[EXERCISE GOAL]: Every entry needs to be reproduced exactly.

[GIVEN RECORDS]:
· · · · · · ·

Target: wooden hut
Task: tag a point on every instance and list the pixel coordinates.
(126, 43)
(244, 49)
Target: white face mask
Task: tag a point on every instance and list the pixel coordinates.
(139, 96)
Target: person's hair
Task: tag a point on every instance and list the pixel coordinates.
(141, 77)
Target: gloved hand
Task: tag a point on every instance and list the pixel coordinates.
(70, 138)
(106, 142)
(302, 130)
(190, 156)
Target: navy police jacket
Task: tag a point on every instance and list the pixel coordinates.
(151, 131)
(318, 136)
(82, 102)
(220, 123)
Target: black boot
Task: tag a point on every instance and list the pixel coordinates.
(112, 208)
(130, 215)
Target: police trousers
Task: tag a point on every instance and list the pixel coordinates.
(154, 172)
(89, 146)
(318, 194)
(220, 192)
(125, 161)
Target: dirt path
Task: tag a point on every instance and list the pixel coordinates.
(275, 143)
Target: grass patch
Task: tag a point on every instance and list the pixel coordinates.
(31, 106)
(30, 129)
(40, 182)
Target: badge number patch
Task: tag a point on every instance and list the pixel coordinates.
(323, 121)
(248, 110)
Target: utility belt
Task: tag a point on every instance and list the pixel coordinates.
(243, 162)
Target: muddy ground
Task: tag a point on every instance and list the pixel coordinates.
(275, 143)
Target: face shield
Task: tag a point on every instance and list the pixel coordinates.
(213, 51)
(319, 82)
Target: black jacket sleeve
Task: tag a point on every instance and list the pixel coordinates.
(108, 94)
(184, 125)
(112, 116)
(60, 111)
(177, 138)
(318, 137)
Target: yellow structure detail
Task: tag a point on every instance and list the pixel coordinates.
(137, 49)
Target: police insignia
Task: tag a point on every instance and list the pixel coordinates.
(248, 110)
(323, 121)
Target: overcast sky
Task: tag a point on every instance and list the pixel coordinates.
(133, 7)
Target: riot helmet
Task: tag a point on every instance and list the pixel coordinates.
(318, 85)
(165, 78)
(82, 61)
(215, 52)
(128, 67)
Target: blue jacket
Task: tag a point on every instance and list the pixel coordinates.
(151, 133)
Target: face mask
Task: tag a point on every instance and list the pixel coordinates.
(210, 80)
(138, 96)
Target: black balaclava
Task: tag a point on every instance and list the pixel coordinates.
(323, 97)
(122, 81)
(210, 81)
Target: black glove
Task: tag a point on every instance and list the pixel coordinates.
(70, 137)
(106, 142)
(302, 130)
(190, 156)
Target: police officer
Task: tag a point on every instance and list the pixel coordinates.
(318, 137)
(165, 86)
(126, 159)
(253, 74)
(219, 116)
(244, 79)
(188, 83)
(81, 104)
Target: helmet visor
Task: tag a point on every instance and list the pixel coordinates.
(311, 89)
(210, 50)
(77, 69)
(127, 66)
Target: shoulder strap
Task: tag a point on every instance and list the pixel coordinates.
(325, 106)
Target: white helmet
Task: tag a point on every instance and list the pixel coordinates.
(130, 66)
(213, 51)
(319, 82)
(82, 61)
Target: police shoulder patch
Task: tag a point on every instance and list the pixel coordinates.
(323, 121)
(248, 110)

· · · · · · ·

[EXERCISE RESULT]:
Target: wooden hut
Task: tag a point on every instance and list the pixel coordinates.
(126, 43)
(244, 49)
Target: white face mask
Task: tag a point on every instance and list the pixel coordinates.
(139, 96)
Target: person's hair
Task: tag a point on every instance and list the pixel coordinates.
(141, 77)
Target: gloved hand
Task: tag a point on every instance and list the pixel coordinates.
(70, 138)
(106, 142)
(302, 130)
(190, 156)
Target: navy police jacket
Task: tag a point on every instance and list the pixel coordinates.
(151, 131)
(318, 136)
(82, 102)
(220, 123)
Target: black boot
Task: tag a point on every instance and list the pixel coordinates.
(112, 208)
(130, 215)
Target: police trousers
Task: tag a point on every instance and list the pixel coordinates.
(154, 172)
(89, 146)
(318, 194)
(220, 192)
(125, 161)
Target: dirt path
Task: tag a point on every instance and list the pixel coordinates.
(275, 143)
Target: grass patch
Task: tag a point on every instance and list the pixel coordinates.
(31, 106)
(30, 129)
(40, 182)
Target: badge number patch
Task: tag a point on every instance and list the pixel coordinates.
(323, 121)
(248, 110)
Target: utility belt
Task: tag a point on every instance and list the pixel coordinates.
(243, 162)
Target: muddy ground
Task: tag a point on every instance and list the pixel coordinates.
(275, 143)
Target: face shield
Task: tag a point on every instance and list the pixel coordinates.
(213, 51)
(319, 82)
Target: black jacket sleeve
Task: tag a point on every instance and list the pixel coordinates.
(108, 94)
(184, 125)
(112, 116)
(60, 111)
(177, 138)
(318, 137)
Target: yellow structure detail
Task: tag a point on every instance and list the pixel coordinates.
(137, 49)
Target: police insignia
Task: tag a point on every instance and list the pixel coordinates.
(248, 110)
(323, 121)
Target: overcast sky
Task: tag a point on every instance and list the pixel coordinates.
(133, 7)
Target: riot helmet
Task: tag a point on every instance and list the pixel coordinates.
(318, 85)
(165, 78)
(82, 61)
(215, 52)
(128, 67)
Target: blue jacket
Task: tag a point on every instance and list the pixel coordinates.
(151, 133)
Target: face mask
Task: tag a point on every instance and list the pixel coordinates.
(210, 80)
(138, 96)
Target: black balaclava
Task: tag a point on every instance and list the pixel coordinates.
(323, 97)
(122, 81)
(210, 81)
Target: black glove
Task: tag a point on every instance and list the pixel coordinates.
(70, 137)
(106, 142)
(302, 130)
(190, 156)
Target: police officer
Task: tag a point on every instance and list the pixel coordinates.
(318, 137)
(165, 86)
(126, 159)
(253, 74)
(219, 116)
(244, 79)
(188, 83)
(81, 104)
Target: helmet visor
Task: tag a point on every instance and list the pixel coordinates.
(311, 89)
(210, 50)
(77, 69)
(127, 66)
Target: shoulder strap
Task: tag a point on every instance and list the pixel coordinates.
(325, 106)
Target: white helmet
Task: tag a point on every instance and list the pixel coordinates.
(130, 66)
(213, 51)
(319, 82)
(82, 61)
Target: police shoulder patch
Task: tag a point on every instance and list the pixel coordinates.
(323, 121)
(248, 110)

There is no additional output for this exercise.